--- READING TEXT ---
Asked what Wallace meant to Philadelphia basketball, Ellerbee immediately turned into an historian. “As far as big men, what is he, top five? Maybe top three. Wilt [Chamberlain] and then there’s a number of guys.”

Maybe top two, Ellerbee was saying. He wasn’t looking to start any debates.

“He’s reached the point he’s a one-namer — Sheed,” Ellerbee said, watching the morning clinic in his old gym.

“Ball don’t lie,” Wallace’s famous belief in a kind of basketball karma, especially on foul shots missed after a whistle that shouldn’t have been whistled — that mantra may outlive Wallace.

“It can go a lot deeper than the actual statement itself,” Wallace said during a 2020 interview in North Carolina about his credo. “When the ball don’t lie, you can look at it as, OK, if I put that hard work in with shooting, what’s going to happen? The ball is going to go in more. If I’m doing a lot of hard work, in the gym, in the weight room, I’m putting that hard work in — then throughout your career, that ball is not going to lie. It can mean many things.”

It wasn’t just “Ball Don’t Lie,” Ellerbee pointed out. In basketball circles, there’s another Wallace quote, “Both teams played hard, my man,” Ellerbee said with a laugh, remembering the famous Wallace postgame quote from his Portland time.

“He came along at the right time,” Ellerbee said. “He’s part of the hip-hop generation. That shines his light even brighter.”

Obviously, another great Wallace contribution to basketball culture was his unofficial NBA record for career technical fouls, never to be broken. “Shouldn’t the new Rasheed Wallace Road form a T?” joked one local hoop junkie hearing about the ceremony.

That tendency to look at Wallace’s career as a sum of his technicals both adds to his legend and obscures the fact that he was always seen as a great teammate, all levels. (No technicals from Wallace inside this Gratz gym, Ellerbee would point out.)

Wallace’s own teaching style was on display all morning inside the gym at the clinic. “Stay low, stay low — nice,” Wallace would tell dribblers, showing them where to place their off arm to offer protection against defenders. “Eyes up, eyes up.”

To young guys told to drive at a basket with Wallace standing in front of it, he stopped the action. No half-hearted runners. He wanted hard jump stops.
---
(ASSIGNMENT):
Continue the article about Rasheed Wallace from its last sentence, in the same style.
--- DATA EXTRACT ---
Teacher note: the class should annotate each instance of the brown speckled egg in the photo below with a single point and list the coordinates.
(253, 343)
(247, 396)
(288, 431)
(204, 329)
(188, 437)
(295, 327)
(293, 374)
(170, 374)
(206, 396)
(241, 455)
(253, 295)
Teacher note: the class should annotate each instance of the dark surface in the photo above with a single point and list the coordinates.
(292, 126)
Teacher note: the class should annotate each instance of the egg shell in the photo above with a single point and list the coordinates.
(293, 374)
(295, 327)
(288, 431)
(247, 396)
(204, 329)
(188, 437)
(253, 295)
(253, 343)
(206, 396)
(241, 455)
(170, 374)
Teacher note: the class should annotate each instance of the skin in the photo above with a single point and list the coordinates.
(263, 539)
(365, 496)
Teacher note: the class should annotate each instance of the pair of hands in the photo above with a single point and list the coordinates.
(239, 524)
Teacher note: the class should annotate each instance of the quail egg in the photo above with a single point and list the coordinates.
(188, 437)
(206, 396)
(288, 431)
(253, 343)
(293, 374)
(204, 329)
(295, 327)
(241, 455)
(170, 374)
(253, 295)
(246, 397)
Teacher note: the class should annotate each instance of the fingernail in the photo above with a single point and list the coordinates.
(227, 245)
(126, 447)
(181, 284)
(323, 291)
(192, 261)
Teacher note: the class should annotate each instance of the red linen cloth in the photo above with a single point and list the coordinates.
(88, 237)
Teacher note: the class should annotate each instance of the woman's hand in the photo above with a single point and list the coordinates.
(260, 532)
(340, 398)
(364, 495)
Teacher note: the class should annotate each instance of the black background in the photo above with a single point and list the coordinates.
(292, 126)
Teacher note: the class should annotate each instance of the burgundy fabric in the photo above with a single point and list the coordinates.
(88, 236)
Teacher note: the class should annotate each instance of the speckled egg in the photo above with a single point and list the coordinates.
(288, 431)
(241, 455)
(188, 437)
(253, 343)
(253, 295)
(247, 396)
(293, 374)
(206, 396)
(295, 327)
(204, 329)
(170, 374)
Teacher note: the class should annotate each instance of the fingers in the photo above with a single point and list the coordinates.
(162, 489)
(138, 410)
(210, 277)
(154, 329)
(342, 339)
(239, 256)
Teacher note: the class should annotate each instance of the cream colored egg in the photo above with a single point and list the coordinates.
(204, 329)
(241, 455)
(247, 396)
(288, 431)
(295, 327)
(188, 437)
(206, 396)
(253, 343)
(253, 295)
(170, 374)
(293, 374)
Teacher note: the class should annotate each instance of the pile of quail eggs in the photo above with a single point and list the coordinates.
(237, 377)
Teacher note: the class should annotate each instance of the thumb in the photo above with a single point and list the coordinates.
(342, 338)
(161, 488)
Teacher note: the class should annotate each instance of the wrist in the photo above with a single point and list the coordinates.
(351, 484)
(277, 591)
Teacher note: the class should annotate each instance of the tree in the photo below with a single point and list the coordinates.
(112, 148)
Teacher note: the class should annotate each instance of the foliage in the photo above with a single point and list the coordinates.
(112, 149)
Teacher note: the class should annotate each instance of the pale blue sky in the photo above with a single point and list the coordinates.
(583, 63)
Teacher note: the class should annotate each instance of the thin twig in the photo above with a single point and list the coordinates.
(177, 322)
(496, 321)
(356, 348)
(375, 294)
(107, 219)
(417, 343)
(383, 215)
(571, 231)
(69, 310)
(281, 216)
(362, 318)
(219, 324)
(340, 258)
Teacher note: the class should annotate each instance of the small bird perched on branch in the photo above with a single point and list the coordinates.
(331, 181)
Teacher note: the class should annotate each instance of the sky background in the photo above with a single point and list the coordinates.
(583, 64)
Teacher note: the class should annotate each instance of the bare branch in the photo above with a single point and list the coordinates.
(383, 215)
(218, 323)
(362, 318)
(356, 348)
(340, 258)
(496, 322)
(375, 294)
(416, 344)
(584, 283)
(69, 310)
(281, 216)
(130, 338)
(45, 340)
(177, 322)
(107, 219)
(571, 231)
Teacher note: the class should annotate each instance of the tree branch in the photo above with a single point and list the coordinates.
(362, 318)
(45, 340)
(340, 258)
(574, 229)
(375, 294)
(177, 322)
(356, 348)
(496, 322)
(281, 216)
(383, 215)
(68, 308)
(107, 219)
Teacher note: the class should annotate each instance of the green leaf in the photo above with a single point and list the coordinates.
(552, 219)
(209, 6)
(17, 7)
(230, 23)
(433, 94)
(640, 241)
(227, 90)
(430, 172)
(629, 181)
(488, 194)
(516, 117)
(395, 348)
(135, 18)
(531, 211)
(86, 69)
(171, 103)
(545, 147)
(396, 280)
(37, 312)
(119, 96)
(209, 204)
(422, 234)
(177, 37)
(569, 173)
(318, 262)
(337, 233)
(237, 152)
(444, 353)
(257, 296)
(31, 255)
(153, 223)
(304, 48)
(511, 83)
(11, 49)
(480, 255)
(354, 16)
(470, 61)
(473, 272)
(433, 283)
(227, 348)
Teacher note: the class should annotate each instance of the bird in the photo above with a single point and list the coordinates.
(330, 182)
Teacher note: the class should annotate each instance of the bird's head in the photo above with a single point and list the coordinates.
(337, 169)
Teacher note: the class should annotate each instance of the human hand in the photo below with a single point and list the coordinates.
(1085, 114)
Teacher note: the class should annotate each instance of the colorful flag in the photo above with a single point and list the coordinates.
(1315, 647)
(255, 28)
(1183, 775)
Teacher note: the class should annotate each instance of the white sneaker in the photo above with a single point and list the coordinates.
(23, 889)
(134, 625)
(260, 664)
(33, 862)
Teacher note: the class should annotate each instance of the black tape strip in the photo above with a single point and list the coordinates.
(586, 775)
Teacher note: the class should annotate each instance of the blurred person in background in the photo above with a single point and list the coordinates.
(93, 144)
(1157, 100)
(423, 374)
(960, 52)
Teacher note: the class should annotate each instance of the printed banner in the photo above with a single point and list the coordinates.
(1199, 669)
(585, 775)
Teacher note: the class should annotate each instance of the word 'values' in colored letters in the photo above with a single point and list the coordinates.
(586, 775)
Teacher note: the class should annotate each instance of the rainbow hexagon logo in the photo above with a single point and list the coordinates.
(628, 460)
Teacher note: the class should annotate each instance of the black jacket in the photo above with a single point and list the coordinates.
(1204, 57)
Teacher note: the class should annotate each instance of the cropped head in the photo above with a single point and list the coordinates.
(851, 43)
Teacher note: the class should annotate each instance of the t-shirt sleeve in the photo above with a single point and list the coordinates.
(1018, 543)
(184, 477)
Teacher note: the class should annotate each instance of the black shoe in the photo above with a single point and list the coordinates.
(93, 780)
---
(EXPECTED OUTPUT):
Another aspect of the Wallace arsenal fully on display — his ability to have fun. He kept trying deep jump shots from behind his back — like from waist-high behind his back. They kept hitting the rim. At the end of the clinic, Wallace told the campers to go give a hug to the person who brought them to the gym if they were there, too. Nobody moved until Wallace started counting down … “30, 29, 28 …” They all scrambled to their feet, then sat back down by “three, two, one.”

Robin White had walked in the gym, yelled out to the court, “Congratulations, Rasheed!” White was holding a Wawa bag with cards for his own Philly Truce anti-violence initiative.

“He’s the truth,” White said of Wallace’s place in the city. “He shows them they can come from anywhere and get to higher ground.”

Outside, Mark Nicholson played his trumpet on the sidewalk, wearing a Wallace Pistons jersey. Nicholson explained that he grew up in Detroit, fell in love with the 2004 Pistons NBA title team featuring Wallace. This was when Nicholson was in the Air Force stationed overseas in Italy, “right before I got deployed to the desert.”

“They used to show the games — they would show the skyline of Detroit and it would uplift my morale,” Nicholson said. “I always loved Philly — who doesn’t love Philly? His personality embodied Detroit and Philly. Hard-nosed, tough, charismatic. I fell in love with Rasheed.”

Nicholson read about this event on social media, took a screenshot, drove in from his home in Lancaster.

Inside his old gym on Rasheed Wallace Road, Rasheed Wallace the man wasn’t going through any motions.

“Use the glass!” he boomed out. “RIGHT HAND!”